Every entry that follows should be reproduced exactly.

-- start Material supplied --

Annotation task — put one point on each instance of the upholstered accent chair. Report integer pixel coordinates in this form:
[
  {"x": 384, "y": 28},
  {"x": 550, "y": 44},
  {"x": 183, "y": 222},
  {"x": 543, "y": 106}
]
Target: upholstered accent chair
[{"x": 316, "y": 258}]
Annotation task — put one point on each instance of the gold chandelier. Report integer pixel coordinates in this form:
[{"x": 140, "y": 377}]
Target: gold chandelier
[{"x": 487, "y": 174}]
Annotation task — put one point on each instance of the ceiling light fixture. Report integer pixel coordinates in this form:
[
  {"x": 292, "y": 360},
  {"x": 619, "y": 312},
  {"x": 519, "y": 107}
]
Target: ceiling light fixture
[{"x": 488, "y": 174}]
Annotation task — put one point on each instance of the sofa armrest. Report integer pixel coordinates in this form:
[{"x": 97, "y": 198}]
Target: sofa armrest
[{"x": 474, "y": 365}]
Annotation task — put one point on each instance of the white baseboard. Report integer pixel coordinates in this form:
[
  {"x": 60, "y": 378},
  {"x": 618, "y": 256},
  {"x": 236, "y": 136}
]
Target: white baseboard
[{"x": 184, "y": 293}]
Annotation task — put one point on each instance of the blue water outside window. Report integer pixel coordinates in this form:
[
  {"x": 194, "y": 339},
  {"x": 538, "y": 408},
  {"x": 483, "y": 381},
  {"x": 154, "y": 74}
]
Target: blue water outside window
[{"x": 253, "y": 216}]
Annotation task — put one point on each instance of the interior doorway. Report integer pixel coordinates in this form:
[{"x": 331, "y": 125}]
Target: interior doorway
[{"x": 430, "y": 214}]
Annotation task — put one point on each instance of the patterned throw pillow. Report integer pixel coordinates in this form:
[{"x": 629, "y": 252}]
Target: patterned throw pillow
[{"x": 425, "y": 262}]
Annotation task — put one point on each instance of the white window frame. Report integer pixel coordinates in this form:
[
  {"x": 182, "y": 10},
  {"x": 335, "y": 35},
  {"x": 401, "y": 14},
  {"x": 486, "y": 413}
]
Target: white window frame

-- end Material supplied --

**Solution for this problem**
Annotation task — put one point on each instance of the upholstered accent chair. Report integer pixel coordinates in this form:
[
  {"x": 384, "y": 28},
  {"x": 550, "y": 44},
  {"x": 183, "y": 222},
  {"x": 543, "y": 106}
]
Target: upholstered accent chair
[{"x": 316, "y": 258}]
Annotation task — put one point on each instance of the gold chandelier. Report integer pixel coordinates in this form:
[{"x": 140, "y": 377}]
Target: gold chandelier
[{"x": 487, "y": 174}]
Annotation task — put one point on each instance of the ceiling light fixture. Report integer pixel coordinates in this form:
[
  {"x": 292, "y": 360},
  {"x": 619, "y": 312},
  {"x": 519, "y": 107}
]
Target: ceiling light fixture
[{"x": 488, "y": 174}]
Annotation task — put one point on each instance of the sofa armrest. Report integer pixel coordinates in this form:
[{"x": 97, "y": 198}]
Target: sofa armrest
[{"x": 474, "y": 365}]
Annotation task — put one point on each instance of the white baseboard. Report integer pixel coordinates in this form:
[
  {"x": 60, "y": 378},
  {"x": 618, "y": 256},
  {"x": 236, "y": 136}
]
Target: white baseboard
[{"x": 184, "y": 293}]
Annotation task — put one point on each instance of the blue water outside window. Report integer pixel coordinates in this form:
[
  {"x": 194, "y": 339},
  {"x": 538, "y": 408},
  {"x": 483, "y": 381},
  {"x": 154, "y": 74}
]
Target: blue water outside window
[{"x": 253, "y": 216}]
Annotation task — put one point on each instance of the interior doorway. Report integer pixel coordinates in this form:
[{"x": 331, "y": 125}]
Target: interior doorway
[{"x": 430, "y": 214}]
Annotation task — put one point on each instance of the patterned throw pillow. Report integer pixel coordinates in this form:
[{"x": 629, "y": 252}]
Target: patterned throw pillow
[{"x": 425, "y": 262}]
Annotation task — put one point on each instance of the white window frame. Report integer pixel coordinates in this form:
[
  {"x": 182, "y": 10},
  {"x": 335, "y": 35},
  {"x": 401, "y": 14},
  {"x": 486, "y": 413}
]
Target: white window frame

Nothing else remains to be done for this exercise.